Directions
Could you restate every line of the data word for word?

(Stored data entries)

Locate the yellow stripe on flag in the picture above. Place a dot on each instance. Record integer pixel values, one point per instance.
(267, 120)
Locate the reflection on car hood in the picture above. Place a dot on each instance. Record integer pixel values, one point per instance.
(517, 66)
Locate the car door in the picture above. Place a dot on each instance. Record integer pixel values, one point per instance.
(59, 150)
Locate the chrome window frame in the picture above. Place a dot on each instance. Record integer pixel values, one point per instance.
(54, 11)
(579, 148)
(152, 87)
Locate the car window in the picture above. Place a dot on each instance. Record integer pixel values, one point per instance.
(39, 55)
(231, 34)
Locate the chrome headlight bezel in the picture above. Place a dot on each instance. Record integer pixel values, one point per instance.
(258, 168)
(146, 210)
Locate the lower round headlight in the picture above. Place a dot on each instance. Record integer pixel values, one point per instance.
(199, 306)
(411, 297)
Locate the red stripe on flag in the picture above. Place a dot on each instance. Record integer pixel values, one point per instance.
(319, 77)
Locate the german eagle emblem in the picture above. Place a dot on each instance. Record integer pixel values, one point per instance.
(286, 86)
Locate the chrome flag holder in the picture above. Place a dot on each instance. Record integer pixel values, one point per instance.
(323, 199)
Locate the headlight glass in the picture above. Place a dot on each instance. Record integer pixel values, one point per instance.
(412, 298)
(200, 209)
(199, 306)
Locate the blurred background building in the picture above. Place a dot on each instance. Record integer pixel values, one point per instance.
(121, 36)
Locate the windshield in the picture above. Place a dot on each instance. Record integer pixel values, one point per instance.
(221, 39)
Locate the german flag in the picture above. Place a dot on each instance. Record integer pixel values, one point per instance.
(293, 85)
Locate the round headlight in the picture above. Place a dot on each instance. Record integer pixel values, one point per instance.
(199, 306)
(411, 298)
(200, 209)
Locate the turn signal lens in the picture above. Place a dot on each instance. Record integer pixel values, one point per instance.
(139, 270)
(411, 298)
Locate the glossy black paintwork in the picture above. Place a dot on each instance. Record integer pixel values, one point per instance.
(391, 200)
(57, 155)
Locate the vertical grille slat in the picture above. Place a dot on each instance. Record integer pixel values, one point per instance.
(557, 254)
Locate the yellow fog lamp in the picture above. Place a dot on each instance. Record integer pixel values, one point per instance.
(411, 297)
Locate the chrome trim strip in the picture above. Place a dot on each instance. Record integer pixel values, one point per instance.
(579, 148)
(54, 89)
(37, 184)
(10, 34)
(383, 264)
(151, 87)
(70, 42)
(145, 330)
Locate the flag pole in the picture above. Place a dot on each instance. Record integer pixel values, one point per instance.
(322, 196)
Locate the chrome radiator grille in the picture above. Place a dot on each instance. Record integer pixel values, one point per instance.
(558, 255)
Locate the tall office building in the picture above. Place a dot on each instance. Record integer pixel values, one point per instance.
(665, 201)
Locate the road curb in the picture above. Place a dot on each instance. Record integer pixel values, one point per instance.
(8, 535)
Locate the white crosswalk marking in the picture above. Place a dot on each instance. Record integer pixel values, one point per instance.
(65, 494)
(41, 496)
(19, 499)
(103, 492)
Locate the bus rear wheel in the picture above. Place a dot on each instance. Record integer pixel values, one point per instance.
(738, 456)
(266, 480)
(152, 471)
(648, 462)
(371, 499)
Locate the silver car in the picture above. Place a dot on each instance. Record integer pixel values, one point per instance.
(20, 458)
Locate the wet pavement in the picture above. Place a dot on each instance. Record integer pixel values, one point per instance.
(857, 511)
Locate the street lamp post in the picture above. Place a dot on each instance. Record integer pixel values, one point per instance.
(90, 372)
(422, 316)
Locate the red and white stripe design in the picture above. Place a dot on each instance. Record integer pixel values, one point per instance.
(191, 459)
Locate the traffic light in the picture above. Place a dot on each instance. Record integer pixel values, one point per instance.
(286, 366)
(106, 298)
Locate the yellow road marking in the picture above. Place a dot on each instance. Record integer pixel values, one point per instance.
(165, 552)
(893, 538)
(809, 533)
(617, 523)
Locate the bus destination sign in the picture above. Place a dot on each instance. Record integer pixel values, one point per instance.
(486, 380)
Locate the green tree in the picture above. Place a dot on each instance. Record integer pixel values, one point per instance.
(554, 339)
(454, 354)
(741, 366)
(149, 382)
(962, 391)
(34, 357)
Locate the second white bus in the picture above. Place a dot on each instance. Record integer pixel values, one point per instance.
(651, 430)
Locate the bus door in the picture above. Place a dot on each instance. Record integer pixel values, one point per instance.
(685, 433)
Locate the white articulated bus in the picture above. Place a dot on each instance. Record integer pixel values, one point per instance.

Your solution
Locate the yellow stripe on flag in the picture above. Place a dot on each instance. Record integer pixel values, one point per instance.
(267, 120)
Locate the reflection on car hood in the picture above. Place a dot on each instance. Record integer pixel values, one point per instance.
(517, 66)
Locate the car door in the picture above. Place a dot on each instance. Record integer pixel values, one point per instance.
(59, 150)
Locate the chrome window frame in the picture above. Place a dot on each instance. Record integer pixel values, one point per instance.
(54, 11)
(579, 148)
(152, 87)
Locate the car window in the picture above. Place a dot on each instance. Record integer pixel values, one point per instance.
(39, 55)
(231, 34)
Locate the chrome headlight bezel in the picture above. Place a dot on each instance. Record integer pixel values, one point per instance.
(258, 168)
(146, 210)
Locate the lower round headlight in the picture above. Place a dot on each instance. Record integer pixel values, one point per instance.
(199, 306)
(411, 297)
Locate the red stripe on flag in the picture above. Place a dot on each instance. Record integer pixel values, one point per instance.
(319, 77)
Locate the german eagle emblem in the picture above. Place a dot on each instance. Record integer pixel values, one point per instance.
(286, 86)
Locate the chrome flag holder in the picture above. Place a dot on each instance. Record integer pixel values, one point per instance.
(323, 199)
Locate the headlight glass in the picture above. Place a dot on each instance. Record integer pixel values, one point per instance.
(412, 298)
(200, 209)
(199, 306)
Locate the blurred background building in the picture above. Place a dot on each instance. Record integer pixel values, one point per instance.
(121, 36)
Locate the windshield in the picture above. Place a dot on each instance. Record integer pixel values, one point per instance.
(221, 39)
Locate the german flag in the picture above. Place a dot on each instance. Record integer pixel values, one point per instance.
(293, 85)
Locate the round headlight in the picture above. Place a dot on each instance. Record integer pixel values, one point per instance.
(199, 306)
(411, 298)
(200, 209)
Locate the turn signal lens in the picture above. Place a dot on each instance. Record integer pixel values, one point per instance.
(139, 270)
(411, 298)
Locate the glossy black paintwork in the picture above. Place a dot on each instance. Record integer pixel values, one point per instance.
(391, 200)
(57, 155)
Locate the vertical grille slat in the picture above. Place a dot on each instance. Record integer pixel values, one point per instance.
(557, 254)
Locate the yellow fog lamp in the picture above. Place a dot on each instance. Record integer pixel values, one point per instance.
(411, 297)
Locate the chrome trim strip in the picture above. Place a dot on each instance. Record integer pixel values, one point per instance.
(579, 148)
(54, 89)
(37, 184)
(10, 34)
(383, 264)
(151, 87)
(70, 42)
(145, 330)
Locate the flag pole in the picture above. Place a dot on each instance. Record integer pixel values, one point per instance.
(322, 196)
Locate the chrome radiator grille in the picture above. Place a dot on each instance. Record integer pixel values, one point per instance.
(558, 255)
Locate the tall office building in the picture above. Place a dot on each instance. Record integer pixel values, one point per instance.
(665, 201)
Locate the road curb in the picture above. Place a dot on each instance. Record integer pixel values, one point per instance.
(8, 535)
Locate the white crosswalk marking in the picture above. Place a dot on each instance. Record integer pixel values, one point per instance.
(65, 494)
(41, 496)
(19, 499)
(103, 492)
Locate the bus rear wheel in the picture above. Place a dot on each instance. Record integer pixel values, one point per instance.
(738, 456)
(266, 480)
(152, 471)
(648, 462)
(371, 499)
Locate the silver car in the picture above. Place a dot on each instance. Record integer pixel values, one point per instance.
(20, 458)
Locate the wet pavement in the picture above. Place a dot on each instance. Record integer pixel values, one point per instance.
(857, 511)
Locate the street lamp post in the picture above. Place a dot on each instance. Record integer pixel values, one point per instance.
(90, 372)
(422, 316)
Locate the red and white stripe design in the picture above. Place a dot on each instance. Record integer pixel values, one point per instance.
(191, 459)
Locate the traffic light in the picture above. Place a dot on each instance. Record integer pixel values, one point per instance.
(286, 366)
(106, 298)
Locate the yellow road marking in the picture above. Place a dot on each instance. Record integer pixel values, one point per instance.
(165, 552)
(893, 538)
(809, 533)
(617, 523)
Locate the bus destination sign in the picture above. Place a dot on each instance. Record integer pixel values, one point per instance.
(486, 380)
Locate the green tree in the picture above. Place a dot on each instance. Record integer pixel values, one point per instance.
(554, 339)
(454, 354)
(741, 366)
(149, 382)
(962, 391)
(34, 357)
Locate the second white bus in the picture above. Place a dot on each instance. Record integer pixel values, one point per instance.
(651, 430)
Locate the bus door in the picture above. Place a dot on each instance. Record integer pixel values, one point per instance.
(685, 433)
Locate the white articulated bus in the picture above. Place a dot on each instance. Record integer pixel values, one point per instance.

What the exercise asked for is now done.